- Aim of the exercise -
Repeat precisely, and only, the lines between the line containing "the white chair" and the end of the listing below, both ends included.

Start of Extracted records

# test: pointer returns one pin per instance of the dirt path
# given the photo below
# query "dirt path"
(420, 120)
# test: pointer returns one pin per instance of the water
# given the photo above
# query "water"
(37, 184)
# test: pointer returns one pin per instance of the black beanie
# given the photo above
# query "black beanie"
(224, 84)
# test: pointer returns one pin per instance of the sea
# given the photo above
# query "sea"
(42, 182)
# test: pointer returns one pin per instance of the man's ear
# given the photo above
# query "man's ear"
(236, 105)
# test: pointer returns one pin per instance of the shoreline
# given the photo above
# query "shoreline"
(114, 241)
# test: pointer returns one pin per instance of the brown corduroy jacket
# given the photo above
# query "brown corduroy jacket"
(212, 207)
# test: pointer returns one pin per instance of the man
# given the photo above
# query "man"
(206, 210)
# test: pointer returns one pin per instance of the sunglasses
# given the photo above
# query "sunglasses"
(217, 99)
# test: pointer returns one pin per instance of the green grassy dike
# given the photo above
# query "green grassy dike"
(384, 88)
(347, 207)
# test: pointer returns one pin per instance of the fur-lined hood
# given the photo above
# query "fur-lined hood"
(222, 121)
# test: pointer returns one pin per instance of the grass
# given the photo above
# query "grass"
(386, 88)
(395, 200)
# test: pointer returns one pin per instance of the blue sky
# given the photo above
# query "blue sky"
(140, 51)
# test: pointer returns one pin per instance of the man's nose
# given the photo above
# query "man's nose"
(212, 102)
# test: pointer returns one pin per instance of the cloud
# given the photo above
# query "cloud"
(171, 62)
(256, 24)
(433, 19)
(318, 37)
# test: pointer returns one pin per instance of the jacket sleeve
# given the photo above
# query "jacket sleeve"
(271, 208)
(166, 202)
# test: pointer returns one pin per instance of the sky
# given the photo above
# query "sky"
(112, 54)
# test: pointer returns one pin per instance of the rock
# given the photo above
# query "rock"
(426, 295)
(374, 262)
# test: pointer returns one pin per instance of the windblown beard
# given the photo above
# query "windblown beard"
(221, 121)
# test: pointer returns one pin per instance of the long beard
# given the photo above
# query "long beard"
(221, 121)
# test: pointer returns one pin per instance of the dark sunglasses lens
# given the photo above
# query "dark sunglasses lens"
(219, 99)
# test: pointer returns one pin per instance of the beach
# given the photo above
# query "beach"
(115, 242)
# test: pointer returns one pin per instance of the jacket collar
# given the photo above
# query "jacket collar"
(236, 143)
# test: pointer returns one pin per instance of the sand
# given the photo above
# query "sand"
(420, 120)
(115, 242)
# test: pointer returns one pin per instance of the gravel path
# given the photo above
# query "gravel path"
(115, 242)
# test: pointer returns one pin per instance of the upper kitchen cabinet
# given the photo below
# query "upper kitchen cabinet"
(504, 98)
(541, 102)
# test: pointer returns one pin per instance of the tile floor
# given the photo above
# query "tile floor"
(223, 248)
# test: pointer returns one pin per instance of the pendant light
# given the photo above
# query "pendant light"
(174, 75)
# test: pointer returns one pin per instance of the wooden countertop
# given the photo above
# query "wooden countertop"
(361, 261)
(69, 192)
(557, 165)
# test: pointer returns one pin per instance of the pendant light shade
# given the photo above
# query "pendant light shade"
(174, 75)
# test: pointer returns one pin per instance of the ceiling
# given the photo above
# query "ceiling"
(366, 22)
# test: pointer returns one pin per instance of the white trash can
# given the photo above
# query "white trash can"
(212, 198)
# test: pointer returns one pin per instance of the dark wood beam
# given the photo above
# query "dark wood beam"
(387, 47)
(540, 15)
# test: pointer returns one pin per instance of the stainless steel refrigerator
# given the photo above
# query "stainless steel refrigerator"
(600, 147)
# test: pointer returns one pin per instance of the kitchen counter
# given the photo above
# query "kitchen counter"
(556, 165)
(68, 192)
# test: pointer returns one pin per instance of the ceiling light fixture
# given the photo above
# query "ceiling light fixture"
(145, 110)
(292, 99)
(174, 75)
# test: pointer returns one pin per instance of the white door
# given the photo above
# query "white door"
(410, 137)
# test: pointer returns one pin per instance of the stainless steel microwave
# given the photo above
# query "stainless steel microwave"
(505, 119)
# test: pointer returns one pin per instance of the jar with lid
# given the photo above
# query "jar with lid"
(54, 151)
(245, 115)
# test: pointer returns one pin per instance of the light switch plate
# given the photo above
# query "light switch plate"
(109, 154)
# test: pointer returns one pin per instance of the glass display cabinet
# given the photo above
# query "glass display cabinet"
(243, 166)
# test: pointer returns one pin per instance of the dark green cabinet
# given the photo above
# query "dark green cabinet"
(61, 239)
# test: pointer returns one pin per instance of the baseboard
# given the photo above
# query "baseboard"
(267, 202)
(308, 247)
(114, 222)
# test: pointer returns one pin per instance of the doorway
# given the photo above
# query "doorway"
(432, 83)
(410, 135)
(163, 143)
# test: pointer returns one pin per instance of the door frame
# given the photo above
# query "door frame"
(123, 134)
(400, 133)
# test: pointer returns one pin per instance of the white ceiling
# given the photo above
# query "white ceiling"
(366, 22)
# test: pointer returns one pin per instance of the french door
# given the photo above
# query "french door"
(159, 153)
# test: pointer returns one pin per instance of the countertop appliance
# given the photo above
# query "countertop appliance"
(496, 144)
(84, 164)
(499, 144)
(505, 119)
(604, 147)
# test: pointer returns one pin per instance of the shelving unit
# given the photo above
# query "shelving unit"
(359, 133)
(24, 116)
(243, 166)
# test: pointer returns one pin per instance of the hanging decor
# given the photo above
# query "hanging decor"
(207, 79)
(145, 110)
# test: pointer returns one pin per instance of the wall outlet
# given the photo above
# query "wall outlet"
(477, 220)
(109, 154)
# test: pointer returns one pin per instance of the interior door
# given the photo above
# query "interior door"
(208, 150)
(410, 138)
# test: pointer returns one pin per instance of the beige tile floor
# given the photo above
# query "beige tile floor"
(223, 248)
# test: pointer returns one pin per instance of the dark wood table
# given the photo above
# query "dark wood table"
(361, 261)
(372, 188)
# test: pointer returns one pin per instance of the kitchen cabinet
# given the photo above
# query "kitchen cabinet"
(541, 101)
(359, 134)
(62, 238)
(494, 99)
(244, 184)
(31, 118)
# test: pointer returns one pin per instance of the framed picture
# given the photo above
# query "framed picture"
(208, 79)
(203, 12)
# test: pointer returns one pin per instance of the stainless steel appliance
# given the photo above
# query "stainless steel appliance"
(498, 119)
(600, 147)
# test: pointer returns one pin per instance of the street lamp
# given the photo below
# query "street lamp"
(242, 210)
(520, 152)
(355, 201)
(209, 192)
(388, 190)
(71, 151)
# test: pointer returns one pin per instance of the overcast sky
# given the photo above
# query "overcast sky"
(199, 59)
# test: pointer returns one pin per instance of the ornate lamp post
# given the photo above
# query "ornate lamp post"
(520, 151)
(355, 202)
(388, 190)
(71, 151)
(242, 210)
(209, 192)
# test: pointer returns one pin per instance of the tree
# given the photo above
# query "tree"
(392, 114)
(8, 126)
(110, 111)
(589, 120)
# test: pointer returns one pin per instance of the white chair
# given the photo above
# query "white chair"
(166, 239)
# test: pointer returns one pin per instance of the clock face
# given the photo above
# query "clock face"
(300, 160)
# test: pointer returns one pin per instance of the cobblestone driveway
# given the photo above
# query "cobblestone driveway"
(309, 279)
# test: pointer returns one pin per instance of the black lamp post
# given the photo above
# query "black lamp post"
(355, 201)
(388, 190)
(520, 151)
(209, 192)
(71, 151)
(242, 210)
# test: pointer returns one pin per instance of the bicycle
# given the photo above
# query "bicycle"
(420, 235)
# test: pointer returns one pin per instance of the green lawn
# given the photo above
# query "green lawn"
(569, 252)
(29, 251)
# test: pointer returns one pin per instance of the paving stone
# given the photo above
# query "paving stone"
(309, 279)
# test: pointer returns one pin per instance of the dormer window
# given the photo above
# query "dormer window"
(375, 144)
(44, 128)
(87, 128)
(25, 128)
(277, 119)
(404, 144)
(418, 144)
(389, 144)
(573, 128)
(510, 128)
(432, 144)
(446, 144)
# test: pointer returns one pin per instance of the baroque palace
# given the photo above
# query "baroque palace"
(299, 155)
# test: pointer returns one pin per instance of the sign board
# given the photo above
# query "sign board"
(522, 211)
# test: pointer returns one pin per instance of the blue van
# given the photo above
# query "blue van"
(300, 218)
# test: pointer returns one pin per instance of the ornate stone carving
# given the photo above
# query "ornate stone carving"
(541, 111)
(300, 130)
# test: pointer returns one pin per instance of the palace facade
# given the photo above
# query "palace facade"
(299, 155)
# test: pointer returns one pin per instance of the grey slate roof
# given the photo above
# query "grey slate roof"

End of Extracted records

- Finished task -
# test: pointer returns one pin per instance of the white chair
# given the photo above
# query "white chair"
(166, 239)
# test: pointer returns one pin per instance of the clock face
# given the photo above
# query "clock face"
(300, 160)
# test: pointer returns one pin per instance of the cobblestone driveway
# given the photo above
# query "cobblestone driveway"
(309, 279)
# test: pointer returns one pin per instance of the black lamp post
# given the photo above
# query "black lamp post"
(355, 201)
(388, 190)
(520, 151)
(209, 192)
(71, 151)
(242, 210)
# test: pointer returns one pin per instance of the bicycle
# given the photo above
# query "bicycle"
(420, 235)
# test: pointer returns one pin per instance of the green lawn
# given the photo above
# query "green lawn"
(569, 252)
(29, 251)
# test: pointer returns one pin per instance of the paving stone
# given the photo above
# query "paving stone"
(309, 279)
# test: pointer returns one pin per instance of the dormer window
# given the photo above
# query "dormer window"
(375, 144)
(44, 128)
(87, 128)
(25, 128)
(277, 119)
(404, 144)
(418, 144)
(389, 144)
(573, 128)
(510, 128)
(432, 144)
(446, 144)
# test: pointer returns one pin per instance of the baroque palace
# given the photo above
# query "baroque palace"
(299, 155)
# test: pointer returns one pin per instance of the sign board
# given the photo above
# query "sign board"
(522, 211)
# test: pointer returns one pin per instance of the blue van
# given the photo above
# query "blue van"
(300, 218)
# test: pointer returns one pin per instance of the ornate stone carving
# given the photo above
# query "ornate stone carving"
(541, 111)
(300, 130)
# test: pointer returns one pin per instance of the palace facade
# given the photo above
# query "palace facade"
(299, 155)
# test: pointer returns one pin per instance of the grey slate roof
# given the photo above
# query "grey slate roof"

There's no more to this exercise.